* **PROMPT**
What follows is a set of records. Retype them exactly, leaving out the pictures.

* **RECORDS TO PROCESS**
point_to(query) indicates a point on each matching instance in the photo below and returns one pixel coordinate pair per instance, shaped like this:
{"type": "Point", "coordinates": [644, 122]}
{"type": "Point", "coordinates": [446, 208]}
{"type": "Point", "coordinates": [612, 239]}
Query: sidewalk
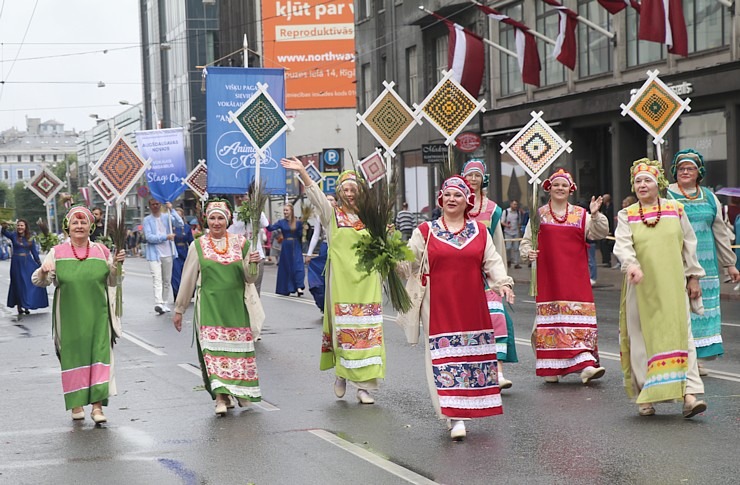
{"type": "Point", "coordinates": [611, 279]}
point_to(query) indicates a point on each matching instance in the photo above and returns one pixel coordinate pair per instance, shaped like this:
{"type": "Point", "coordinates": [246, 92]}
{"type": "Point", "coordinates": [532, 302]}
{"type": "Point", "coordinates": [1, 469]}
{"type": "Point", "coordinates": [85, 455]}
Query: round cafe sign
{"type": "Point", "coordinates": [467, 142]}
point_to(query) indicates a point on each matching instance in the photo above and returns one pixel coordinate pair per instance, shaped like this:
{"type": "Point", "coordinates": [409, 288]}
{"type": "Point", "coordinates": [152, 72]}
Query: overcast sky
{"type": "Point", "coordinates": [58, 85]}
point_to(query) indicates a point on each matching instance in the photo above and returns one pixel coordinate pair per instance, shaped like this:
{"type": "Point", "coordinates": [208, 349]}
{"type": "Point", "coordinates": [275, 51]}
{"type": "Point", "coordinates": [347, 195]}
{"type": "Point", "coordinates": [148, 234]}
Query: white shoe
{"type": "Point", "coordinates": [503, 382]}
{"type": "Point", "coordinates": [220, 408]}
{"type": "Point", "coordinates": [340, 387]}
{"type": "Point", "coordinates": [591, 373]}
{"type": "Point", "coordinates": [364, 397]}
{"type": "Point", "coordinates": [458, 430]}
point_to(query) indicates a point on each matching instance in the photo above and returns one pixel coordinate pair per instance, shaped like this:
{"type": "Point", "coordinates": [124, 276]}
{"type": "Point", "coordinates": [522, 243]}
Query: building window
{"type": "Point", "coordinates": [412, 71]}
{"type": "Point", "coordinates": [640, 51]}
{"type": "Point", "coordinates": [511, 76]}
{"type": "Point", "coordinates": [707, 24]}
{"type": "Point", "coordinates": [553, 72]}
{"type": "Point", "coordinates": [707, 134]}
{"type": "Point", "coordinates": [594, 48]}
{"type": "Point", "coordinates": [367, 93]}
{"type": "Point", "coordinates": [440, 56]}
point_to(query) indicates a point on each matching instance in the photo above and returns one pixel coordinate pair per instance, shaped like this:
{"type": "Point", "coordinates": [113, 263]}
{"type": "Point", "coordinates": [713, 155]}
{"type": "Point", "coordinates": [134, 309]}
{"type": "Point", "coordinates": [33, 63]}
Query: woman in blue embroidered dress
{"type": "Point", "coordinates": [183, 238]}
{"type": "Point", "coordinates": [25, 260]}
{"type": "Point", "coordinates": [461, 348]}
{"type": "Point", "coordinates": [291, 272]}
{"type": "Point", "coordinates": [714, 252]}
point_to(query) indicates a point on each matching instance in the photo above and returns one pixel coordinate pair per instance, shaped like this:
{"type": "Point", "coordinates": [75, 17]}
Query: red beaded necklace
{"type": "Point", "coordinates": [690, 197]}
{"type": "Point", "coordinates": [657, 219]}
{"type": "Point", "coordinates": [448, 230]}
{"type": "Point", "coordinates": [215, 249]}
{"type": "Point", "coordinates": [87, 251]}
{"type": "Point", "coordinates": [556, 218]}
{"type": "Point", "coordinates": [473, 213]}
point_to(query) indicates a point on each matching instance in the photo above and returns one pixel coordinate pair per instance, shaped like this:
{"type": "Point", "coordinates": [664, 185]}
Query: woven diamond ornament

* **WRITTEN ANSWER**
point_to(query) indicates a point on each matching instance in the photo below and returns one pixel coordinate pair per instance, shaped like this:
{"type": "Point", "coordinates": [644, 122]}
{"type": "Point", "coordinates": [446, 208]}
{"type": "Point", "coordinates": [612, 239]}
Query: sidewalk
{"type": "Point", "coordinates": [611, 279]}
point_to(query) indicates a point on each matching instance in the photo above and returns one pixel coordinate pair per instance, shaped like this:
{"type": "Point", "coordinates": [246, 92]}
{"type": "Point", "coordinates": [532, 302]}
{"type": "Point", "coordinates": [1, 469]}
{"type": "Point", "coordinates": [85, 455]}
Query: round cafe sign
{"type": "Point", "coordinates": [467, 142]}
point_to(query) indicates a point on each matching instance in the photo above and returns one pixel coordinate pair per instance, shaped like this:
{"type": "Point", "coordinates": [409, 288]}
{"type": "Point", "coordinates": [152, 72]}
Query: overcast sky
{"type": "Point", "coordinates": [58, 85]}
point_to(query) indicates a point on each matching instance in the photo above and returns one pixel coordinate pair per instance, shaped like this:
{"type": "Point", "coordinates": [208, 349]}
{"type": "Point", "coordinates": [275, 51]}
{"type": "Point", "coordinates": [347, 195]}
{"type": "Point", "coordinates": [148, 234]}
Query: white shoe
{"type": "Point", "coordinates": [503, 382]}
{"type": "Point", "coordinates": [220, 408]}
{"type": "Point", "coordinates": [340, 387]}
{"type": "Point", "coordinates": [591, 373]}
{"type": "Point", "coordinates": [364, 397]}
{"type": "Point", "coordinates": [458, 430]}
point_to(query) indicates a point on each matching instance in the photo above and returns one pixel coordinate pair per instance, shaped like this:
{"type": "Point", "coordinates": [124, 276]}
{"type": "Point", "coordinates": [522, 243]}
Query: building window
{"type": "Point", "coordinates": [412, 71]}
{"type": "Point", "coordinates": [640, 51]}
{"type": "Point", "coordinates": [511, 76]}
{"type": "Point", "coordinates": [707, 24]}
{"type": "Point", "coordinates": [553, 72]}
{"type": "Point", "coordinates": [707, 134]}
{"type": "Point", "coordinates": [594, 48]}
{"type": "Point", "coordinates": [367, 93]}
{"type": "Point", "coordinates": [440, 56]}
point_to(query) indicates a point on each matching instance in the photo above and returns one pixel coordinate pair per instance, shaped like this:
{"type": "Point", "coordinates": [113, 263]}
{"type": "Point", "coordinates": [713, 155]}
{"type": "Point", "coordinates": [134, 309]}
{"type": "Point", "coordinates": [33, 63]}
Query: woman in blue embroidered dress
{"type": "Point", "coordinates": [183, 238]}
{"type": "Point", "coordinates": [25, 260]}
{"type": "Point", "coordinates": [461, 348]}
{"type": "Point", "coordinates": [291, 272]}
{"type": "Point", "coordinates": [714, 252]}
point_to(query) indicates a point on each matching instance in the photo above and returns one pixel coordinate pair per instance, shaped like this:
{"type": "Point", "coordinates": [75, 17]}
Query: red beaded necklace
{"type": "Point", "coordinates": [690, 197]}
{"type": "Point", "coordinates": [657, 219]}
{"type": "Point", "coordinates": [448, 230]}
{"type": "Point", "coordinates": [215, 249]}
{"type": "Point", "coordinates": [87, 251]}
{"type": "Point", "coordinates": [556, 218]}
{"type": "Point", "coordinates": [473, 213]}
point_to(query) indicates a point on each matching instance in the photo above and returns one pixel coordinate pair per instance, shaped like this:
{"type": "Point", "coordinates": [664, 185]}
Query: woven diamond ornament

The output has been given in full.